Task to carry out
Repeat the whole listing word for word, skipping pictures.

Records for the exercise
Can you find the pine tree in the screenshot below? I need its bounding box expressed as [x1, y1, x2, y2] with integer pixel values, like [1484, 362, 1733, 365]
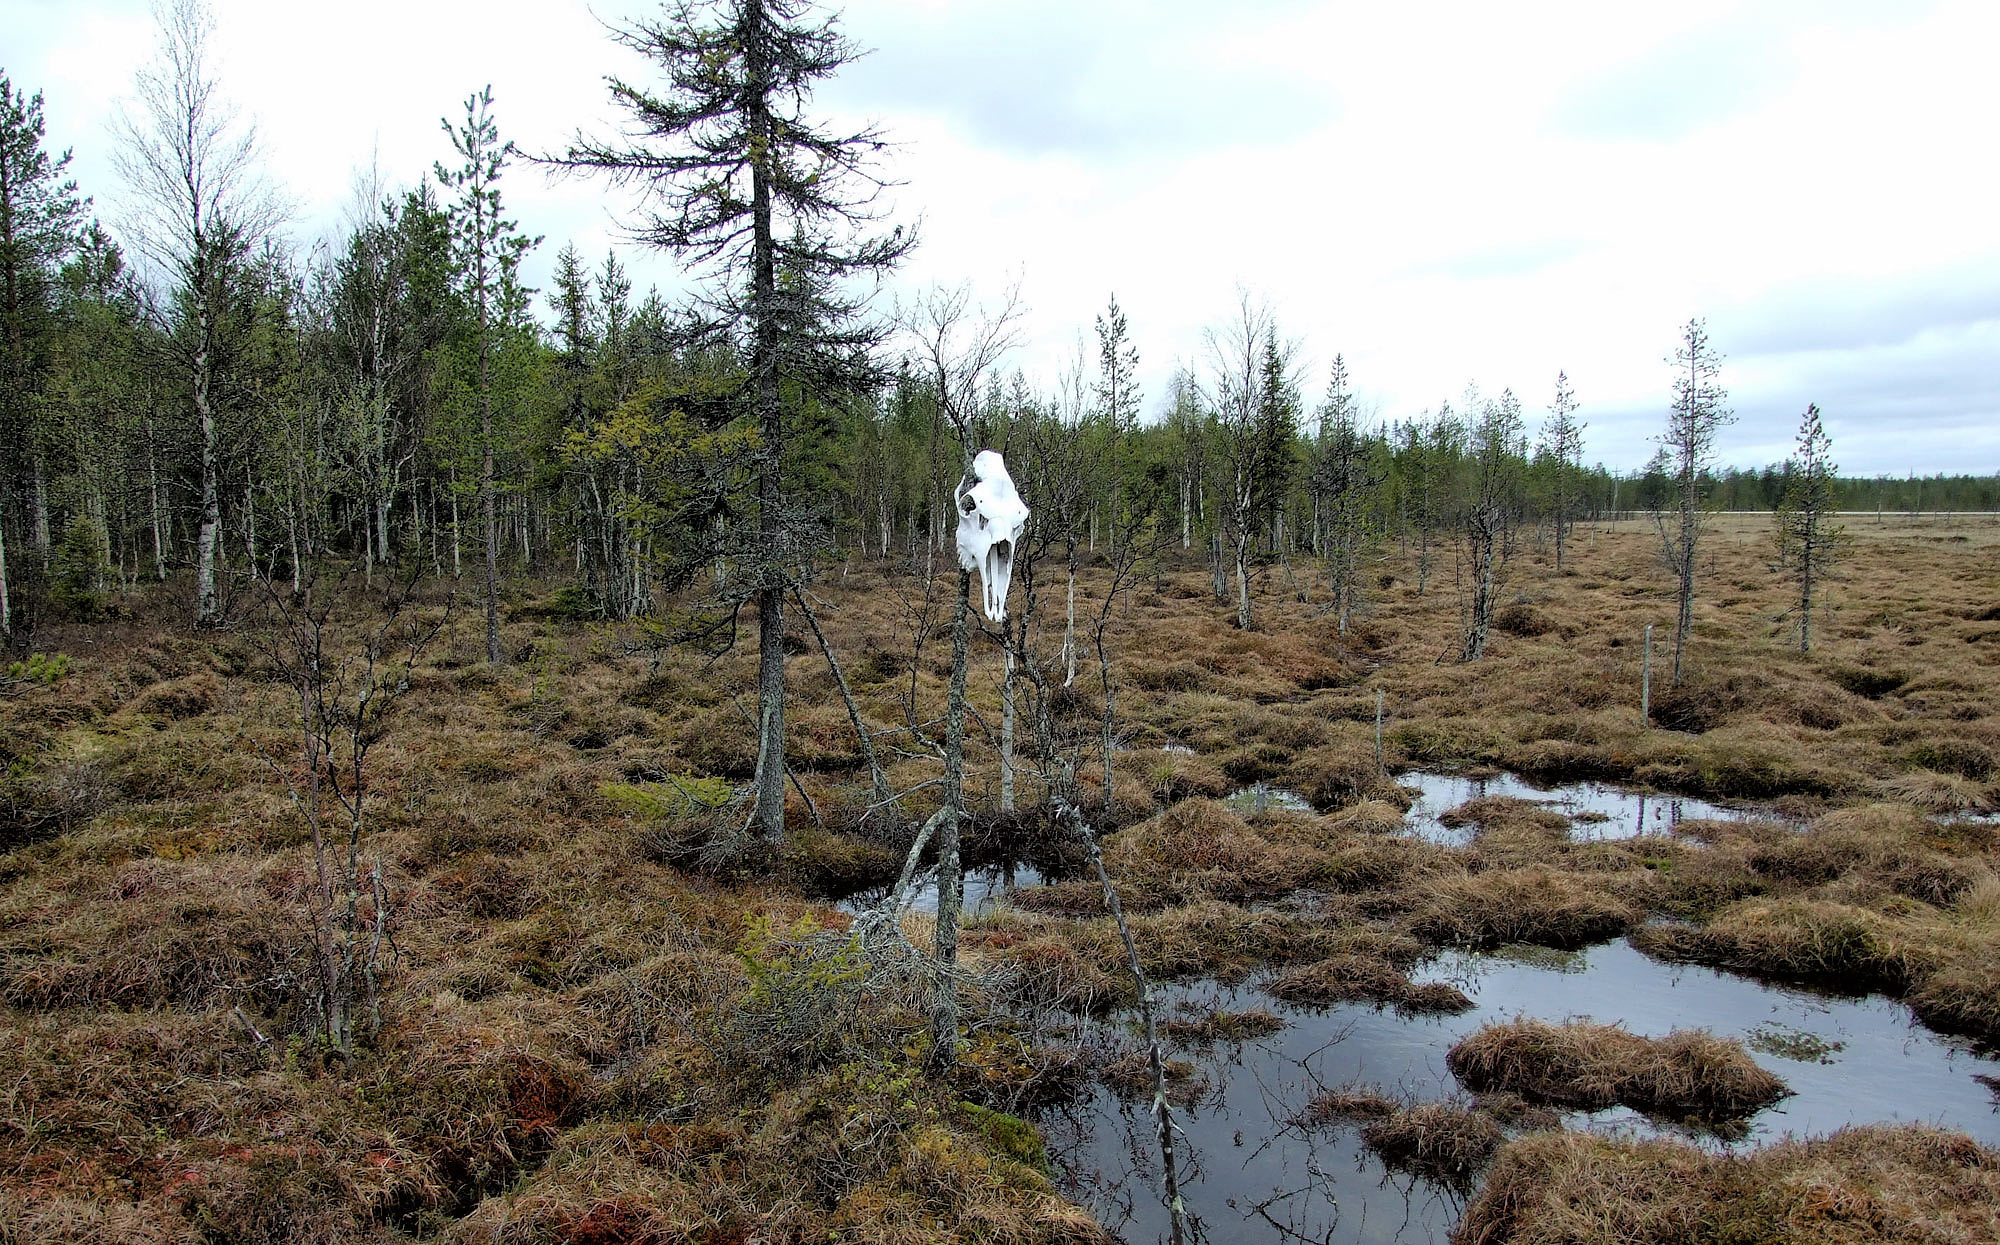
[437, 86, 537, 664]
[1775, 403, 1841, 652]
[0, 72, 89, 614]
[1461, 389, 1523, 660]
[1658, 318, 1733, 685]
[1539, 370, 1584, 572]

Response area
Can you find the pine tree in the screenshot below? I need its bounding box expressed as [x1, y1, x2, y2] with integer pixel values, like [1484, 362, 1733, 365]
[437, 86, 537, 664]
[1775, 403, 1841, 652]
[0, 72, 89, 614]
[1461, 389, 1523, 660]
[1658, 318, 1733, 685]
[1539, 370, 1584, 572]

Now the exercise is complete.